■ **YOUR TASKS**:
1) From the blog post about the Cornish hen dinner, list the three parts of the dish named in the title of the recipe Calvin found online.
2) According to the blog post about the Cornish hen dinner, in what year did the writer visit the Upper Peninsula of Michigan with their mother?
3) Write out the part of the blog post about the Cornish hen dinner that opens with the words containing "Mr. Emeril Lagasse, it" and closes with "time and such.".

■ **TEXT SHOWN**:
When I mentioned to Calvin yesterday that I intended to do something for tonight’s dinner with some Cornish hens I knew were in our freezer, he quickly referred me to a recipe he had found online.
Mr. Emeril Lagasse, it seems, at some point saw fit to type into his computer a recipe for “Greens and Fried Quail with Buttermilk Dressing.”
Calvin then saw fit to post the recipe to his Facebook page, drawing scads of enthusiastic comments from people who know him and who believed I would, as they say, whip the dish right up.
I succumbed to the weight of Facebook pressure while pointing out delicately that we in fact had no quails in our freezer at all. What we had were two Cornish game hens. It’s a fine point but a significant one when you’re working out algorithms of oil temperature and cooking time and such.
It is mostly irrelevant to tonight’s meal, by the way, but it occurs to me to mention that whenever I hear the word “Cornish” I think of pasties. Do you know what a Cornish pasty is?
Even before my 1982 visit with my mother to the Upper Peninsula of Michigan, where many people of Cornish ancestry live and where some of them operate shops in which they sell pasties, I knew what pasties were. What I didn’t quite know was how to pronounce the word.
Mama and I stopped at a pasty shop in Marquette one day. She stayed in the car while I went into the shop to procure a pasty or two for the road.

Point-based annotation data
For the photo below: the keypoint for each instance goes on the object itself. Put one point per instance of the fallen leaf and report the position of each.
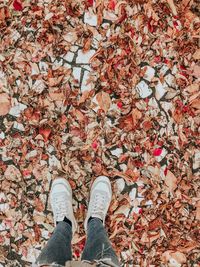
(45, 132)
(103, 100)
(17, 5)
(196, 55)
(172, 6)
(136, 116)
(171, 181)
(5, 104)
(170, 255)
(157, 151)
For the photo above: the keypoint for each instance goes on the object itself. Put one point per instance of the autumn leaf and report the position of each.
(104, 101)
(170, 181)
(136, 116)
(157, 151)
(45, 132)
(5, 104)
(17, 5)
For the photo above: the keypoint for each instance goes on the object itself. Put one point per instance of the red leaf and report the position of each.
(45, 132)
(90, 2)
(157, 152)
(140, 211)
(119, 104)
(112, 4)
(95, 144)
(17, 5)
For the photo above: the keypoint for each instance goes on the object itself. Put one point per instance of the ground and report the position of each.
(102, 87)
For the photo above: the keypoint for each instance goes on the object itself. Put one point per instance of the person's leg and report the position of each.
(98, 246)
(58, 248)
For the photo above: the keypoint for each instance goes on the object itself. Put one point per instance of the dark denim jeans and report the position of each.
(97, 247)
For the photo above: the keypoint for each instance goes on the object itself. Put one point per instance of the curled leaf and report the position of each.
(171, 181)
(5, 104)
(103, 100)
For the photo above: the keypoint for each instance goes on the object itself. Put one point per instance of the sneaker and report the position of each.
(61, 202)
(100, 198)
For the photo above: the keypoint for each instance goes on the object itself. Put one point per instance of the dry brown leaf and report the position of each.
(103, 100)
(5, 104)
(136, 115)
(192, 88)
(198, 210)
(172, 6)
(195, 104)
(171, 181)
(196, 55)
(170, 255)
(57, 96)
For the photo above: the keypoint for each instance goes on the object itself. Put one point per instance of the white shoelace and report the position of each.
(99, 204)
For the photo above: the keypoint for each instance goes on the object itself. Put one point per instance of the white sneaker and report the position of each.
(61, 202)
(100, 198)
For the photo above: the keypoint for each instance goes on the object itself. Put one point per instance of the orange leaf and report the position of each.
(103, 100)
(5, 104)
(171, 181)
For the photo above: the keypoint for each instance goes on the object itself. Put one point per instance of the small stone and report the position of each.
(69, 56)
(149, 74)
(77, 73)
(143, 89)
(90, 19)
(84, 58)
(18, 126)
(116, 152)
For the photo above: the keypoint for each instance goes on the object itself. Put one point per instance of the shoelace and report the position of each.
(60, 207)
(99, 204)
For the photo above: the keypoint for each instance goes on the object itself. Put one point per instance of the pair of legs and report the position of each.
(98, 247)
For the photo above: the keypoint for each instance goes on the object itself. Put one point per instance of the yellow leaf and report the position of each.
(5, 104)
(171, 181)
(103, 100)
(196, 55)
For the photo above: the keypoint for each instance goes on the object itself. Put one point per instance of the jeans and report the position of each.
(97, 247)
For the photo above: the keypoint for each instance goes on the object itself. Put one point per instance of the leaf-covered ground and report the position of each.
(101, 87)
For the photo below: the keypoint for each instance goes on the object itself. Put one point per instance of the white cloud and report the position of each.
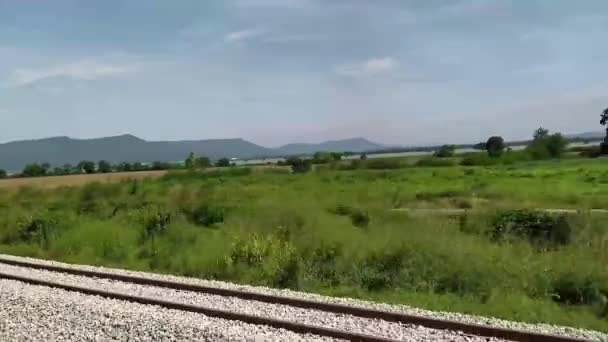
(371, 68)
(293, 38)
(273, 3)
(83, 70)
(243, 35)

■ **SOLUTIONS BELOW**:
1) Greens, fried quail, and buttermilk dressing

2) In 1982.

3)
Mr. Emeril Lagasse, it seems, at some point saw fit to type into his computer a recipe for “Greens and Fried Quail with Buttermilk Dressing.”
Calvin then saw fit to post the recipe to his Facebook page, drawing scads of enthusiastic comments from people who know him and who believed I would, as they say, whip the dish right up.
I succumbed to the weight of Facebook pressure while pointing out delicately that we in fact had no quails in our freezer at all. What we had were two Cornish game hens. It’s a fine point but a significant one when you’re working out algorithms of oil temperature and cooking time and such.